[Pointing records]
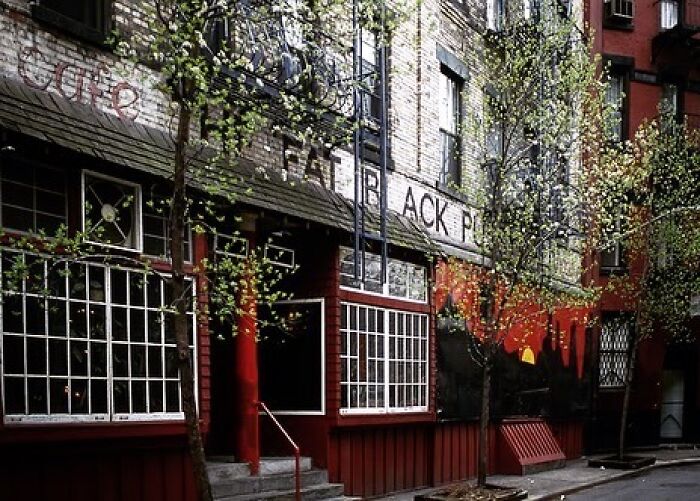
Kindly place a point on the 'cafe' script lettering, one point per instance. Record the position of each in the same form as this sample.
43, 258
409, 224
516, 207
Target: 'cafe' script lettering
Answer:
74, 82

YOUR TASK:
Can you write out every line of the material above word for word, leaving out the pictures?

EXERCISE RESPONSE:
Kindly place a point on the 'cafe' script lettering, one point per instance. Record the position of each in the same form as this sample.
43, 258
409, 224
516, 207
Target: 'cafe' script lettering
Answer:
74, 82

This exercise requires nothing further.